*WHAT YOU SHOULD DO*. Reproduce the listing exactly, so that no line differs from the original.

____________

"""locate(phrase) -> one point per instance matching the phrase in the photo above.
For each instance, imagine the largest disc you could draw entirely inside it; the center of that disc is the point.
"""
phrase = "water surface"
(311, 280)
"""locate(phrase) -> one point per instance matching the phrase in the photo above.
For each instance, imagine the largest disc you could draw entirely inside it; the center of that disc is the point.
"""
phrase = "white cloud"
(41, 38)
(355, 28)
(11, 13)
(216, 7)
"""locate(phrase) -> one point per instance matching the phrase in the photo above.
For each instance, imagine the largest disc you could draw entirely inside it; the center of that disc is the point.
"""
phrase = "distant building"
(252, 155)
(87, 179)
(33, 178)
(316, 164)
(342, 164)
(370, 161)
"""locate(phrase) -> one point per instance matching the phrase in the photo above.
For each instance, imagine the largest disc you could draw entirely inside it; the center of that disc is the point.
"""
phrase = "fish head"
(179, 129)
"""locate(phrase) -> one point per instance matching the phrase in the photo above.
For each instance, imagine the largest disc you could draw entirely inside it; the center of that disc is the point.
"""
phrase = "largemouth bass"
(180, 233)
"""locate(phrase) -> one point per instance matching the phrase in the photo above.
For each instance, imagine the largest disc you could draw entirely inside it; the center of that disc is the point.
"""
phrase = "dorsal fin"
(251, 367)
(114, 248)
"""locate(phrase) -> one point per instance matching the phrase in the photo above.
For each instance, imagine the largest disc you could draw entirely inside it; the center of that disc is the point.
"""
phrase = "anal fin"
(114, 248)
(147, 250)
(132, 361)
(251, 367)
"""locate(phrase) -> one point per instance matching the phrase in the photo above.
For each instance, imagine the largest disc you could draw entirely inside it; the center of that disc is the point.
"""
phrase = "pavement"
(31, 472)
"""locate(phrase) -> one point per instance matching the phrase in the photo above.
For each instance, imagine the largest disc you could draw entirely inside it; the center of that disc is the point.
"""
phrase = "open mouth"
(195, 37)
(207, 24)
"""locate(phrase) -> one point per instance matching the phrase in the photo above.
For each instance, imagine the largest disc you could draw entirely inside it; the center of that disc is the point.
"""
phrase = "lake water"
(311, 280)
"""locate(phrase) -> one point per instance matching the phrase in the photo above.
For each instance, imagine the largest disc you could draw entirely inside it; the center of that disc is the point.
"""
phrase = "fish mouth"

____________

*TASK RESPONSE*.
"""locate(phrase) -> one point per instance matching the phrase in the photo above.
For each instance, imagine the largest disc you could draw entirely inside it; the center of that disc is the point.
"""
phrase = "water surface"
(311, 280)
"""locate(phrase) -> one point per instance matching the phrase in the photo above.
For each instance, imagine the largest disc you could draw entirely inside it; the center of that disc is the point.
"""
phrase = "white cloud"
(41, 38)
(355, 28)
(11, 13)
(216, 7)
"""locate(phrase) -> one point per instance matching the phrase in the photo above.
For each instance, imagine the largest disc you could draw entirely inside it; the center of that disc is the point.
"""
phrase = "distant building"
(252, 155)
(87, 179)
(33, 178)
(316, 164)
(342, 164)
(370, 161)
"""locate(phrase) -> one point per instance matching the phrase in the photo above.
For each instance, imagine the largest disc you could draw entirely inside it; the center of that disc is the point.
"""
phrase = "fish head"
(179, 129)
"""locate(phrase) -> one point per instance matching the phrase in the photo above.
For each instance, imagine the largest disc you could draw entirely inside it; the center of that disc is the point.
"""
phrase = "largemouth bass"
(180, 233)
"""locate(phrase) -> one point per instance matching the phrase in the photo above.
For each instance, imagine the largest disc you could draw entirely inside it; the center of that disc is the point.
"""
phrase = "dorsal fin"
(251, 367)
(114, 248)
"""locate(phrase) -> one point per instance matching the phrase in the photo above.
For each instance, imagine the largest disc you could draw entirely inside it; the center of that disc is the point.
"""
phrase = "anal fin"
(114, 248)
(147, 250)
(132, 361)
(251, 367)
"""locate(phrase) -> one point per instance matching the phrase in the photo above.
For each instance, imagine the largest disc you could draw entirely inside it; the center of that disc is the point.
"""
phrase = "pavement"
(31, 472)
"""locate(phrase) -> one point per instance matching the phrase in the photo above.
For each instance, imagine the largest disc you could draw entirely inside it; the center of that disc is the point.
"""
phrase = "open mouth"
(195, 37)
(207, 24)
"""locate(phrase) -> one point per instance matching the phrase in the photo above.
For each instance, imagine the largest disc you could draw entirely inside it; the center of that disc is the point.
"""
phrase = "lake water"
(311, 280)
"""locate(phrase) -> one point per instance matching the phrase in the photo above.
For each instance, imagine the largest disc you could draw entirely inside it; the center of that disc is the point.
"""
phrase = "fish mouth"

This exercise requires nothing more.